# ESTRATTO DELLA FONTE
==================================================

Category: Insalata mista

Quart de siècle

Da ieri ho 25 anni e  la mia prima festa a sorpresa. Quella in cui venti amici urlano “Sorpresaaaaa”, quella.

C’è dentro tutta la mia vita in questo quarto di secolo.

C’è la colazione progressive col caffè al ginseng che mi sveglia e mi disgusta.

Ci sono le ballerine a pois abbinate alla collana rossa di finte perle.

Ci sono le bolle d’acqua ai piedi.

C’è il solito giro a Forcella, in religiosa contemplazione di un degrado che mi manda in estasi. Le due vecchie del contrabbando, i panieri dai balconi, i bambini che lanciano le scorze delle arance.

E io che non ho capito niente, che mi aggiro tra vicoli bui e distribuisco cornetti ai ragazzi del master pensando a una serata in vineria. Magari. Per festeggiare. Per festeggiare le mie feste che non mi piacciono mai come quelle degli altri.

C’è il sole il 27 Aprile del 2007.

Il treno vola sfogliando un giornale gratuito e pensando che per il mio compleanno hanno fatto proprio un buon numero. E bravi.

==================================================

# CONSEGNA 1
Nel brano sul venticinquesimo compleanno, in quale data si dice che c'è il sole?
# CONSEGNA 2
Trascrivi senza alcuna modifica la parte del brano sul venticinquesimo compleanno che si apre con le parole contenenti "Da ieri ho 25" e si chiude con "di finte perle.".

Voci del dataset
==================================================

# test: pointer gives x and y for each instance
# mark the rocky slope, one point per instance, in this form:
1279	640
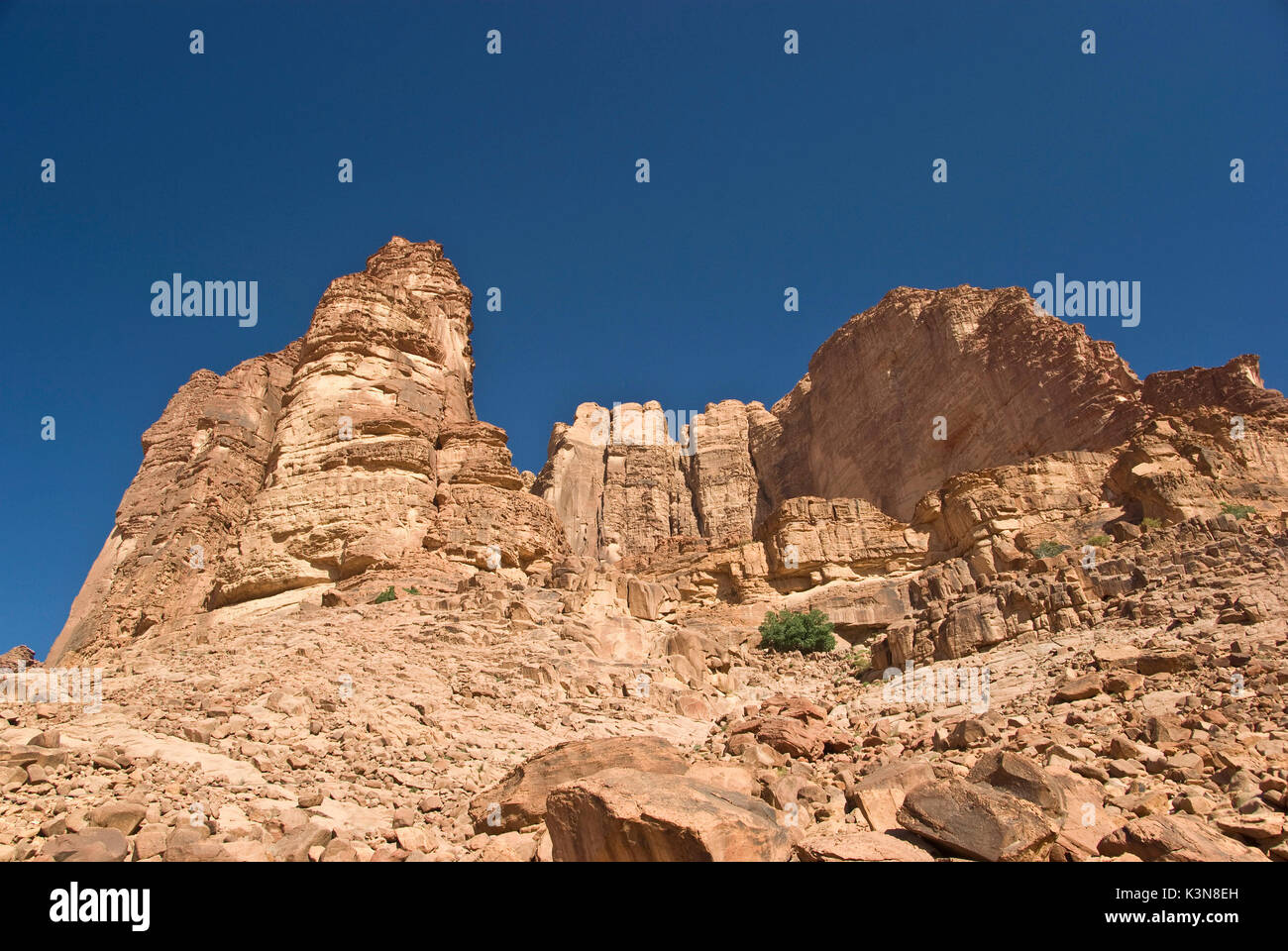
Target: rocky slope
334	621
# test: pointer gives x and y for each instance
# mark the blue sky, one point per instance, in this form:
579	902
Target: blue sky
768	170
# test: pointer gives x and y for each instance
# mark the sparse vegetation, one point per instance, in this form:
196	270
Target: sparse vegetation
797	630
1050	549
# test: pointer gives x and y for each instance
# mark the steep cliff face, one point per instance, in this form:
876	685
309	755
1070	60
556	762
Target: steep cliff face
355	449
202	464
956	428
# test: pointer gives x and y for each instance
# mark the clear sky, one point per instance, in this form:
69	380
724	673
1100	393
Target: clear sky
768	170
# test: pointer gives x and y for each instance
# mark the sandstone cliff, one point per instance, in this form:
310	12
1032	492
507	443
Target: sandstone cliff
356	448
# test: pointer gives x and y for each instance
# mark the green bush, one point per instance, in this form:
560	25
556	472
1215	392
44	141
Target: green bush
795	630
859	659
1050	549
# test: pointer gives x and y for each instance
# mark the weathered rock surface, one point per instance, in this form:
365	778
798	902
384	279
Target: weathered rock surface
519	799
631	816
330	648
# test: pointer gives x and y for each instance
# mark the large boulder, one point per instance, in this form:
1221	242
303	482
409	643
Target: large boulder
631	816
978	821
519	799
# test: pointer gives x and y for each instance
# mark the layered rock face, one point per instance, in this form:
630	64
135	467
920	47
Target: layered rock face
966	414
202	464
355	449
983	369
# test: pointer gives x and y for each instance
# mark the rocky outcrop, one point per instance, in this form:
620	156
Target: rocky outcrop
996	379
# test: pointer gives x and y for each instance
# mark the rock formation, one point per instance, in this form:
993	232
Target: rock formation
356	448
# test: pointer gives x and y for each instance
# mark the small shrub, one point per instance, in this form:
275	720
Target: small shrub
797	630
859	659
1050	549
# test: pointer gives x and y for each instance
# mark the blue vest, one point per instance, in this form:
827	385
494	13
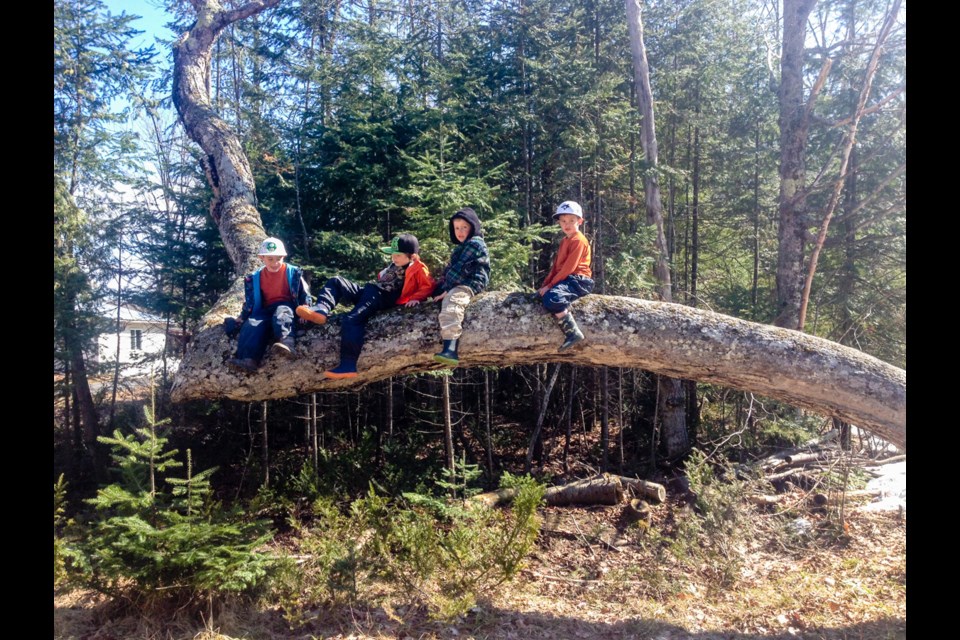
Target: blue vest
258	295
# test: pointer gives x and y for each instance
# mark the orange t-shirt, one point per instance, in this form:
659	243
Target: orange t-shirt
274	286
573	259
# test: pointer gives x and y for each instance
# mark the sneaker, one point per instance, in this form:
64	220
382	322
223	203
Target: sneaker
246	365
284	349
310	315
341	371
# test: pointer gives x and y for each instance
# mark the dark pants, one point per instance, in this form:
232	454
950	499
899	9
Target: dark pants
270	324
564	293
367	300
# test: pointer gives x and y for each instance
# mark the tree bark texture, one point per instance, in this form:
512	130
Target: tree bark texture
228	170
504	329
794	120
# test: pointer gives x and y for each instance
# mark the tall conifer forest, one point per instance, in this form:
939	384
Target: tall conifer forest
369	118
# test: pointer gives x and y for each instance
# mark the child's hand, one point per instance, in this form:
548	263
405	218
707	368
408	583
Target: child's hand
231	327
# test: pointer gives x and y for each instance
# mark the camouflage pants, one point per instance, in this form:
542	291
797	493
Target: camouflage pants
451	312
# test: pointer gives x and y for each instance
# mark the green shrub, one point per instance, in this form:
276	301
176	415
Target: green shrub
429	551
154	541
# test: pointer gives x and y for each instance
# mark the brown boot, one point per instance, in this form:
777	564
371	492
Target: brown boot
310	315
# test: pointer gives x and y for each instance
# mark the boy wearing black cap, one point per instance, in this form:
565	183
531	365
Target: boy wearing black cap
467	275
405	281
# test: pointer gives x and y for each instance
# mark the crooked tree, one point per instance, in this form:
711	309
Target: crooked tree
502	328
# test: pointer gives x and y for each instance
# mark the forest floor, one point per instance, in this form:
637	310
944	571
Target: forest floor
591	577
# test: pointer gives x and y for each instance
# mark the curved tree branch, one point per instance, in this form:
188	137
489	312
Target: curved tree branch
228	170
504	329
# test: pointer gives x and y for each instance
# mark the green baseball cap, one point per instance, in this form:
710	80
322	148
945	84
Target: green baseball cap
403	243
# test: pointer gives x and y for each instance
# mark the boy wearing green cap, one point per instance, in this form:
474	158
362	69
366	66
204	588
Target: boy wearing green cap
266	319
406	281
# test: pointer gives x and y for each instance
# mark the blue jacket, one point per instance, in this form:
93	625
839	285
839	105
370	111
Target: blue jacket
252	296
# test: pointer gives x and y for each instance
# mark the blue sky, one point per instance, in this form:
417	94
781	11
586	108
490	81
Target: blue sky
151	21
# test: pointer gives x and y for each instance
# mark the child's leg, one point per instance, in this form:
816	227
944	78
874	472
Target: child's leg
561	295
451	315
557	301
353	330
452	309
334	291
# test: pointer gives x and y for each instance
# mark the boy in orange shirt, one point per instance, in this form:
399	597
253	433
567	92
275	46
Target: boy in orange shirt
570	277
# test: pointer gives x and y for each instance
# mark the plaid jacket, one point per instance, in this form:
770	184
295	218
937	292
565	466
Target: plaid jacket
469	266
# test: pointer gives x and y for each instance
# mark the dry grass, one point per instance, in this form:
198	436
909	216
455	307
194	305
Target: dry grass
587	585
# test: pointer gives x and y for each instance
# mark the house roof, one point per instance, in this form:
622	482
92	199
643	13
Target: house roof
131	313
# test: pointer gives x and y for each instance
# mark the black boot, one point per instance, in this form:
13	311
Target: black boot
571	331
448	355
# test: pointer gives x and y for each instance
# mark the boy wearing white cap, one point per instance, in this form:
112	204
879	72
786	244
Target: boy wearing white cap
271	294
570	278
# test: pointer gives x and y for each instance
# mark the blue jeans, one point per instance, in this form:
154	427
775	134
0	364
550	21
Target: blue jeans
269	324
564	293
367	300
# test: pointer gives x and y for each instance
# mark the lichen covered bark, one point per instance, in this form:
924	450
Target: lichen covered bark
504	329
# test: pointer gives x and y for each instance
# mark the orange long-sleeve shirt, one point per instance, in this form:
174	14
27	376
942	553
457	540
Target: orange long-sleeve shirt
417	284
573	258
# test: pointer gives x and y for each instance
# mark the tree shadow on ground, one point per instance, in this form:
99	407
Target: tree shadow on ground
356	623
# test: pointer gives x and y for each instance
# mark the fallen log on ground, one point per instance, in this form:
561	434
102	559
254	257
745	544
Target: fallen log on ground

==================================================

# RISPOSTA ATTESA 1
Il 27 aprile del 2007.

# RISPOSTA ATTESA 2
Da ieri ho 25 anni e  la mia prima festa a sorpresa. Quella in cui venti amici urlano “Sorpresaaaaa”, quella.

C’è dentro tutta la mia vita in questo quarto di secolo.

C’è la colazione progressive col caffè al ginseng che mi sveglia e mi disgusta.

Ci sono le ballerine a pois abbinate alla collana rossa di finte perle.